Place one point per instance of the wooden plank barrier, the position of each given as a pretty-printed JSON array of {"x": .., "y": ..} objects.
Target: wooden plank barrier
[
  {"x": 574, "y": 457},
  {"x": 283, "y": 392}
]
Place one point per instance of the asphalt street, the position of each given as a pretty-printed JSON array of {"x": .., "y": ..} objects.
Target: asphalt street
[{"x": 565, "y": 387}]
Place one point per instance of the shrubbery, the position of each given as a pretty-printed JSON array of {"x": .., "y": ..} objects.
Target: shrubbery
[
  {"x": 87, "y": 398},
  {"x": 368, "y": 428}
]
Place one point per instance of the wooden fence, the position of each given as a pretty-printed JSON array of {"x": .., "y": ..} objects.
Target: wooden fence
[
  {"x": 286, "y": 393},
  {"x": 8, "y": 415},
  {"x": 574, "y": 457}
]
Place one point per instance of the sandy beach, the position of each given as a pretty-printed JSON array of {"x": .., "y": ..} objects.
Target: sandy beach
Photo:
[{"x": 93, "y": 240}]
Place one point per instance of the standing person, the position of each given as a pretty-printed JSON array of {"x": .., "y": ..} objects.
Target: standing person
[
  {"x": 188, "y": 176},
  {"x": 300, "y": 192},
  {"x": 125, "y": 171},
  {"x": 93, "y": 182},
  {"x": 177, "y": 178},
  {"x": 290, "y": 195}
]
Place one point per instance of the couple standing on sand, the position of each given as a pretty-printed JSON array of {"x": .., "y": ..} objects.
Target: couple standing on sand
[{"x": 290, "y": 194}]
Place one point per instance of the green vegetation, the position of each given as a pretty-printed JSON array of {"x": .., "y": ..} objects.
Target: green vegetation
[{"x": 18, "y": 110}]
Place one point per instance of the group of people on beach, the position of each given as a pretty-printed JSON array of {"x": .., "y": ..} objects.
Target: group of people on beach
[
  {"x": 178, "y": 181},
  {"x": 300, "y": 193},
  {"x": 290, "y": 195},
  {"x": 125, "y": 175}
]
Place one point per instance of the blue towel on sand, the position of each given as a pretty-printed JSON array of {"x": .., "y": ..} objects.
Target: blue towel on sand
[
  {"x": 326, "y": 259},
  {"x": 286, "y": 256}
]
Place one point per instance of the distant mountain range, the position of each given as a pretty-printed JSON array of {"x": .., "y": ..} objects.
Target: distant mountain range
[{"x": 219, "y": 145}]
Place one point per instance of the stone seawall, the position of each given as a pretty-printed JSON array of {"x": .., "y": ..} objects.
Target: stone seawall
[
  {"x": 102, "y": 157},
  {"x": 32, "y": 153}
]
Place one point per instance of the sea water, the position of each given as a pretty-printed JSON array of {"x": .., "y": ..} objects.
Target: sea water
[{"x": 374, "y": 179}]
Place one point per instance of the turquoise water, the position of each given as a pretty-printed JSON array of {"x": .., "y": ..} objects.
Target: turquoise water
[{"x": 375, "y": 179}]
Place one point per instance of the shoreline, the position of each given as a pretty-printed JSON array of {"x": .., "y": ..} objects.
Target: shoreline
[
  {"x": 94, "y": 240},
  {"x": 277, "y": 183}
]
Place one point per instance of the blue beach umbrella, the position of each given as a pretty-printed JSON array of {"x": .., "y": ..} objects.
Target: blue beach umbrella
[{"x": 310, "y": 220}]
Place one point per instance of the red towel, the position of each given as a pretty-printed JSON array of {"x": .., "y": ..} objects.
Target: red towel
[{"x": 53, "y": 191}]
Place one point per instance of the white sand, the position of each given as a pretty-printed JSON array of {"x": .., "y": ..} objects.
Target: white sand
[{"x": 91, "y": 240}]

Goal: Could you repeat the records word for word, starting at the line that contains "Place one point per instance of the turquoise" and continuing through the end of the records, with that line included?

Answer:
Place one point per instance of the turquoise water, the position of each given as a pretty-printed JSON array of {"x": .., "y": ..} objects.
Target: turquoise water
[{"x": 375, "y": 179}]
Place one point per instance of the shoreline, the position of each given as a pretty-printed JSON array of {"x": .., "y": ..} objects.
Target: shoreline
[
  {"x": 94, "y": 240},
  {"x": 277, "y": 183}
]
Place one point per instance of the blue beach umbrella, the position of each given as a pretty-printed JSON array of {"x": .., "y": ..} objects.
Target: blue beach umbrella
[{"x": 310, "y": 220}]
Place one point per instance of the red towel, the position of each given as a pretty-printed JSON array of {"x": .., "y": ..} objects.
Target: red towel
[{"x": 53, "y": 191}]
Place one point per instance of the white sand, the position of each given as a pretty-printed JSON array of {"x": .., "y": ..} objects.
Target: white sand
[{"x": 91, "y": 240}]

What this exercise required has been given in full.